● Prompt: Rewrite the records below as a numbered list, starting at the line with "Someone flagged blue" and running through the end of the records, with blank lines left out.

● Exercise material:
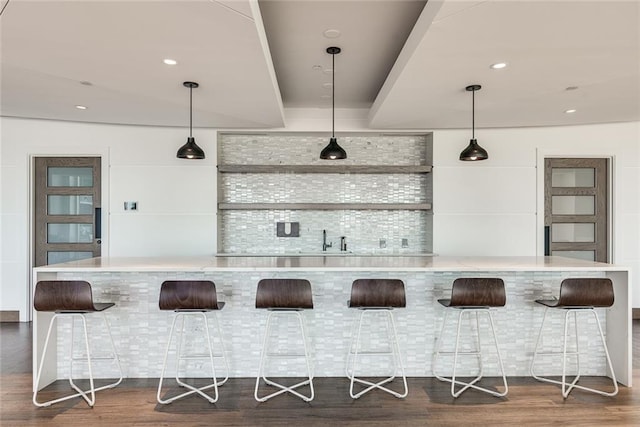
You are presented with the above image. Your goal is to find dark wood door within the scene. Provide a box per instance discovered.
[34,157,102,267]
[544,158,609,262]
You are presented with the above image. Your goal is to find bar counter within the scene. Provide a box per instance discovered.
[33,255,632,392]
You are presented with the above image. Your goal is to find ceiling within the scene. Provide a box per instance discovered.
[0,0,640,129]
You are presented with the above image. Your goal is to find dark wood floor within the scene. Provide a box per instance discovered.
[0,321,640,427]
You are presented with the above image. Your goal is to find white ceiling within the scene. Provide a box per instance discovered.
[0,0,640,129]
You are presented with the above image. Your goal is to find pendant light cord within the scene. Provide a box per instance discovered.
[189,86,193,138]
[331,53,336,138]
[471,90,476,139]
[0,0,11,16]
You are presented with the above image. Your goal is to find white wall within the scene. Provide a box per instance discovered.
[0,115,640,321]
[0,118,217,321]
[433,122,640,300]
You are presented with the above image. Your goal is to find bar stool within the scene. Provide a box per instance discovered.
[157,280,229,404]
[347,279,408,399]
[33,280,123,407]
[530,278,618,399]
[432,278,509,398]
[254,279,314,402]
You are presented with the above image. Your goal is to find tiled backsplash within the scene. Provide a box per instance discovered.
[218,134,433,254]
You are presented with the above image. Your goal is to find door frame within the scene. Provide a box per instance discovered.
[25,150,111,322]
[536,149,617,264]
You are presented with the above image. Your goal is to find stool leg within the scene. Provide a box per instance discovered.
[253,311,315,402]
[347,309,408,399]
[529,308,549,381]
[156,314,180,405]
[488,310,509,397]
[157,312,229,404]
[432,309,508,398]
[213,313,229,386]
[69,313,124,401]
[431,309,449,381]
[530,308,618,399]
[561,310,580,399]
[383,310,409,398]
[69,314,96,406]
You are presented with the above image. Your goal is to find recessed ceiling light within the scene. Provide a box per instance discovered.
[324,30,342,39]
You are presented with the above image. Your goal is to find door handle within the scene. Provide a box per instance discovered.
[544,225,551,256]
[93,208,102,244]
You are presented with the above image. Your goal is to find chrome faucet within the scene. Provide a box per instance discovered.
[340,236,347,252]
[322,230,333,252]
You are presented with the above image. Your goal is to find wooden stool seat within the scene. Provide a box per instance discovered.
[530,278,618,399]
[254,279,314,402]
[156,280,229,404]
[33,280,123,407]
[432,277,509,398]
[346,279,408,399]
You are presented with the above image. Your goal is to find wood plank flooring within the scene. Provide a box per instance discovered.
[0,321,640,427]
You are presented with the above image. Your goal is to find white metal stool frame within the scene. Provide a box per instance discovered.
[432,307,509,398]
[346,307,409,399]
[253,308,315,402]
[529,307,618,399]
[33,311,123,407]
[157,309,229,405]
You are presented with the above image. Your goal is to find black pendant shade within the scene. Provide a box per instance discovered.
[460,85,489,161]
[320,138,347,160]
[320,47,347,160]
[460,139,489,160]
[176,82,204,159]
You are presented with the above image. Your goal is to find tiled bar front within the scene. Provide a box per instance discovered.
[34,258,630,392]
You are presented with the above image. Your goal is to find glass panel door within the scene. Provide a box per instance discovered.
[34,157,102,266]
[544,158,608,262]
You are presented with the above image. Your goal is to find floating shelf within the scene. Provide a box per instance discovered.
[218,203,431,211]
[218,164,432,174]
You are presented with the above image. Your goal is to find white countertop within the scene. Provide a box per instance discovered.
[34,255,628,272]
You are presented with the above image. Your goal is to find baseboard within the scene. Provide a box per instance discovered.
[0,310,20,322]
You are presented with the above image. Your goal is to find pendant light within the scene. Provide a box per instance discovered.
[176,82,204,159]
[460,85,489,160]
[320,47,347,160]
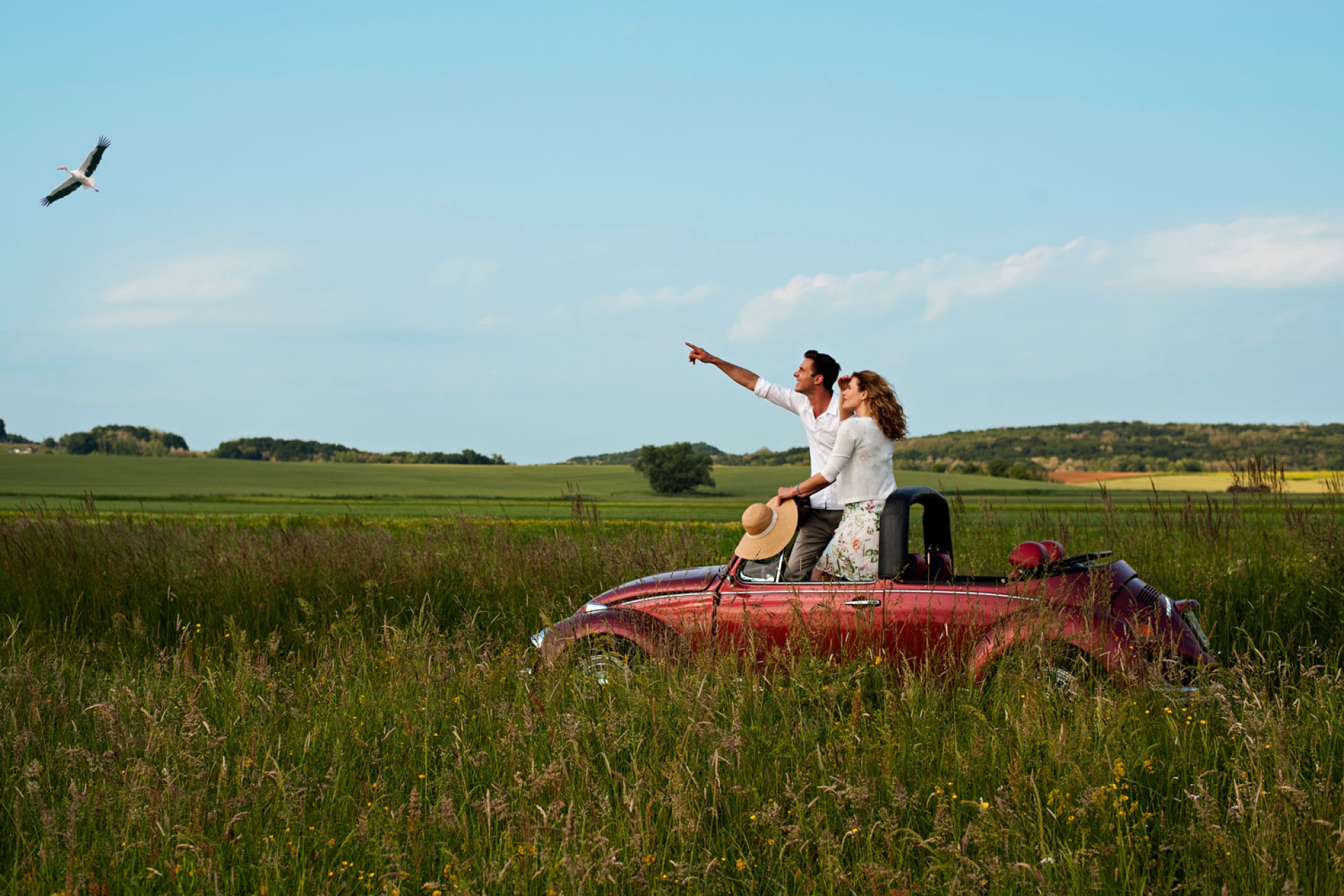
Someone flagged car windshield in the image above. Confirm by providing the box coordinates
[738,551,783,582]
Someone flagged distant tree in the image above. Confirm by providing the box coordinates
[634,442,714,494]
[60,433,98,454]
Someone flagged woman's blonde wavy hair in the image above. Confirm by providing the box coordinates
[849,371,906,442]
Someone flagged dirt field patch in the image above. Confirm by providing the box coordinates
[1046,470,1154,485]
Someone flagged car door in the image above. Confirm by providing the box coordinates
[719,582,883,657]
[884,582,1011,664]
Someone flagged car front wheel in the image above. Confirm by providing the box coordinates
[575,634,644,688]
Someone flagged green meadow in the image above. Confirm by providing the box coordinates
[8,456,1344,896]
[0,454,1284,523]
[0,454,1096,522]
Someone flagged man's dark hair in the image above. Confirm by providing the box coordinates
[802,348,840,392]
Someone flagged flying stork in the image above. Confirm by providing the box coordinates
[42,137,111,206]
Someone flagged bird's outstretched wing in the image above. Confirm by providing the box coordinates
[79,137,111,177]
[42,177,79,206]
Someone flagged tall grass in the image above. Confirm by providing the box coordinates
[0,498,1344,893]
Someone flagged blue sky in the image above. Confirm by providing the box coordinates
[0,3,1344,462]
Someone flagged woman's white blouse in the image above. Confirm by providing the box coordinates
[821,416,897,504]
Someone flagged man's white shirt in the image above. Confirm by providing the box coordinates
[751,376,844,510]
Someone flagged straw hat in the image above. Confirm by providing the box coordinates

● Finished task:
1. Someone flagged blue sky in the image above. Confirm by providing the box coordinates
2. [0,3,1344,462]
3. Someone flagged woman's white blouse in the image above. Confirm by providing the box coordinates
4. [821,416,897,504]
5. Someone flagged man's white shirt in the image above. Confirm by providing the box coordinates
6. [751,376,844,510]
7. Someone flagged straw hat in the image above. Confirm by providing the box coordinates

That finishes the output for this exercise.